• _TASK OBJECTIVE_:
Your answer must consist of the lines running from the one that holds "of the striped" to the end of the data, copied exactly.

• _DATA SECTION_:
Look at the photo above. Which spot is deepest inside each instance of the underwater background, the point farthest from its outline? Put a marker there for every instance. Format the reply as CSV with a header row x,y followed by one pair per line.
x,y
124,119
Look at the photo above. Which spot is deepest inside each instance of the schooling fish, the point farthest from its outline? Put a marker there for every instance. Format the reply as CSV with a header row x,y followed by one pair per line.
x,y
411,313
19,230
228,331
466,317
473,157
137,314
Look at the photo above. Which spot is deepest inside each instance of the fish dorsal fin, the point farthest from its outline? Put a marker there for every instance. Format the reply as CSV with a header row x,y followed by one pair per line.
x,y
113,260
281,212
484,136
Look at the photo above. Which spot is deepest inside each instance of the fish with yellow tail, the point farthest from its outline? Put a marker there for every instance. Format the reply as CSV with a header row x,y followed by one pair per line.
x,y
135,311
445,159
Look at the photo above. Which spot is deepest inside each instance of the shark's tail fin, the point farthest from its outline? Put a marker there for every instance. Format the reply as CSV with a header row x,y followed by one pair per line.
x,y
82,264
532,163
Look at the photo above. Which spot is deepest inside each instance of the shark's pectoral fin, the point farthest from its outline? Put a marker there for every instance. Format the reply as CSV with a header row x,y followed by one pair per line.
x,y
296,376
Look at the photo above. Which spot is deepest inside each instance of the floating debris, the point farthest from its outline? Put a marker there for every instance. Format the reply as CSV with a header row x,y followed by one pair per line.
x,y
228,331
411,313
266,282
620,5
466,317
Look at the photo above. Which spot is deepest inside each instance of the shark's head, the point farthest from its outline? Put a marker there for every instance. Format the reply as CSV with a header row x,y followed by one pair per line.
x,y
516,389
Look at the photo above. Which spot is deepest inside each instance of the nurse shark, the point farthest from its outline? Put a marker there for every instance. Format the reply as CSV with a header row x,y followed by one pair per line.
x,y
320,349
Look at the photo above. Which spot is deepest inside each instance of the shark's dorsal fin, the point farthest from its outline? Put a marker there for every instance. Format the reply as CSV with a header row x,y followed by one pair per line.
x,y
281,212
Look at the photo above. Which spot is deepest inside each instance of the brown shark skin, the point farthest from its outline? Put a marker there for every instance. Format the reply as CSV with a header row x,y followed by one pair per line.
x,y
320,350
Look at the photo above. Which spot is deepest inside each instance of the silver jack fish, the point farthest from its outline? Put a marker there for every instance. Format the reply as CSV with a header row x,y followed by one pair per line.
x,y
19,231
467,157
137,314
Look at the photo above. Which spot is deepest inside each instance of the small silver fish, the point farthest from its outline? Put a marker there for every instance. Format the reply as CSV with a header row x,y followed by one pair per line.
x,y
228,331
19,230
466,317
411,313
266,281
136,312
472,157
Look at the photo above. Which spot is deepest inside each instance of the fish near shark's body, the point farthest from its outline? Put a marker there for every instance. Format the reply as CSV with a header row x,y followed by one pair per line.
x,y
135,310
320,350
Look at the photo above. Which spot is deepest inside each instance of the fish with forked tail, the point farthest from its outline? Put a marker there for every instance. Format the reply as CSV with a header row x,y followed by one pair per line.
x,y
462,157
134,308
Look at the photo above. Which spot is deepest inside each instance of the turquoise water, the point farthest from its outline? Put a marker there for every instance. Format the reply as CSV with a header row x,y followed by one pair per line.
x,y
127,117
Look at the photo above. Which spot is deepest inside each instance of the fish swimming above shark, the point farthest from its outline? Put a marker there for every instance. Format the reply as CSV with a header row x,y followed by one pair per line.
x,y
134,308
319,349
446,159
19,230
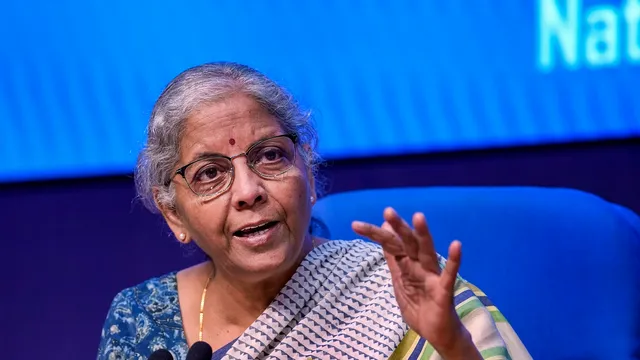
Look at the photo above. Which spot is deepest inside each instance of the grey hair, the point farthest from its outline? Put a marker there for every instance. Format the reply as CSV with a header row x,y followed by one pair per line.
x,y
184,94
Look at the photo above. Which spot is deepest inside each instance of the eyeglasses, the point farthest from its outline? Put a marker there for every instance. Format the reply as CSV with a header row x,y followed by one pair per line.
x,y
211,176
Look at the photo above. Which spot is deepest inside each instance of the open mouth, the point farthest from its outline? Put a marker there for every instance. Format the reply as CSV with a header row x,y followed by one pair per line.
x,y
255,230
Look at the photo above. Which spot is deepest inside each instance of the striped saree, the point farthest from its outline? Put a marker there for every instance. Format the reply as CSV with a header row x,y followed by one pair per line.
x,y
340,305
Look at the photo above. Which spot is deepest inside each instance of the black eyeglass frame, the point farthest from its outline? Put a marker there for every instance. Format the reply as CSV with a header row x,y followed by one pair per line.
x,y
182,170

• _TASK SOLUTION_:
Look at the photo above. Which spot is deepest inside each instance of the striped saree, the point farthest from its outline? Put a marker there for every instance. Format the reply as CSV with a header row x,y followed by one pair per line.
x,y
340,305
Look at the photo above. Which spot is deepest inside each instance of the black eyeglass frame, the point farthest from its outline? Put a marker there for every instance. Format the reply as CSV with a header row x,y followed by one pair per line.
x,y
182,170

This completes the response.